Task goal ->
What are the numbers and titles of all the sections in the indenture excerpt below?

Text segment ->
## START

Section 6.11. Eligibility; Disqualification. The Indenture Trustee
shall at all times satisfy the requirements of TIA ss. 310(a). The Indenture
Trustee shall have a combined capital and surplus of at least $50,000,000 as set
forth in its most recent published annual report of condition and it or its
parent shall have a long-term debt rating of "Baa3" or better by Moody's and
"BBB" or better by S&P and Fitch. The Indenture Trustee shall comply with TIA
ss. 310(b), including the optional provision permitted by the second sentence of
TIA ss. 310(b)(9); PROVIDED, HOWEVER, that there shall be excluded from the
operation of TIA ss. 310(b)(1) any indenture or indentures under which other
securities of the Issuing Entity are outstanding if the requirements for such
exclusion set forth in TIA ss. 310(b)(1) are met.
Section 6.12. Representations and Warranties. The Indenture Trustee
hereby represents that:
(i) It is a national banking association duly organized, validly
existing and in good standing under the laws of the United States.
(ii) The execution and delivery of this Indenture by it, and the
performance and compliance with the terms of this Indenture by it, will not
violate its charter or bylaws.
(iii) It has the full power and authority to enter into and consummate
all transactions contemplated by this Indenture has duly authorized the
execution, delivery and performance of this Indenture, and has duly
executed and delivered this Indenture.
(iv) This Indenture, assuming due authorization, execution and
delivery by the Issuing Entity, constitutes a valid, legal and binding
obligation of it, enforceable against it in accordance with the terms
hereof, subject to (A) applicable bankruptcy, insolvency, receivership,
reorganization, moratorium and other laws affecting the enforcement of
creditors' rights generally, and (B) general principles of equity,
regardless of whether such enforcement is considered in a proceeding in
equity or at law.
(v) The Indenture Trustee is a "securities intermediary," as such term
is defined in Section 8-102(a)(14)(B) of the New York UCC, that in the
ordinary course of its business maintains "securities accounts" for others,
as such term is used in Section 8-501 of the New York UCC.
Section 6.13. Preferential Collection of Claims Against Issuing Entity.
The Indenture Trustee shall comply with TIA Section 311(a), excluding any
creditor relationship listed in TIA Section 311(b). An Indenture Trustee which
has resigned or been removed shall be subject to TIA Section 311(a) to the
extent indicated.
ARTICLE VII
NOTEHOLDERS' LISTS AND REPORTS
Section 7.01. Issuing Entity To Furnish Indenture Trustee Names and
Addresses of Noteholders. The Issuing Entity will furnish or cause to be
furnished to the Indenture Trustee (a) not more than five days after each Record
Date, a list, in such form as the Indenture Trustee may reasonably require, of
the names and addresses of the Holders of Notes as of such Record Date, (b) at
such other times as the Indenture Trustee may request in writing, within 30 days
after receipt by the Issuing Entity of any such request, a list of similar form
and content as of a date not more than 10 days prior to the time such list is
furnished; PROVIDED, HOWEVER, that so long as the Indenture Trustee is the Note
Registrar, no such list shall be required to be furnished to the Indenture
Trustee.

## END

Collected material ->

## START

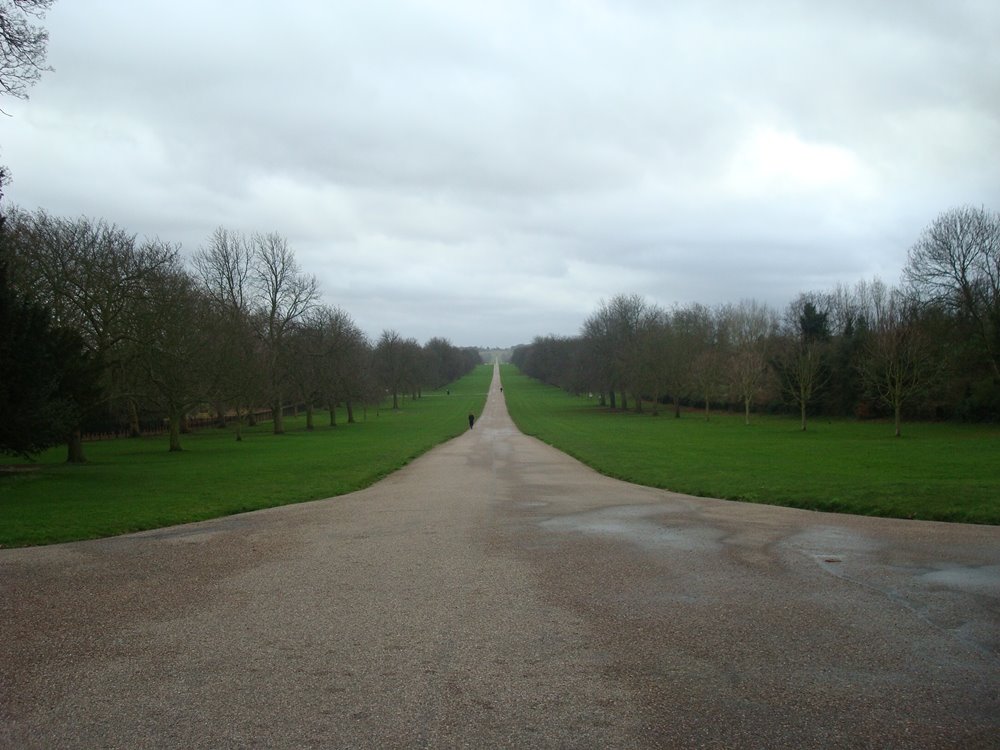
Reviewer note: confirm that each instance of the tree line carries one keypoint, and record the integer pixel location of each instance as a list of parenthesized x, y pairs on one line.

## END

Reply to the exercise ->
- Section 6.11. Eligibility; Disqualification.
- Section 6.12. Representations and Warranties.
- Section 6.13. Preferential Collection of Claims Against Issuing Entity.
- Section 7.01. Issuing Entity To Furnish Indenture Trustee Names and Addresses of Noteholders.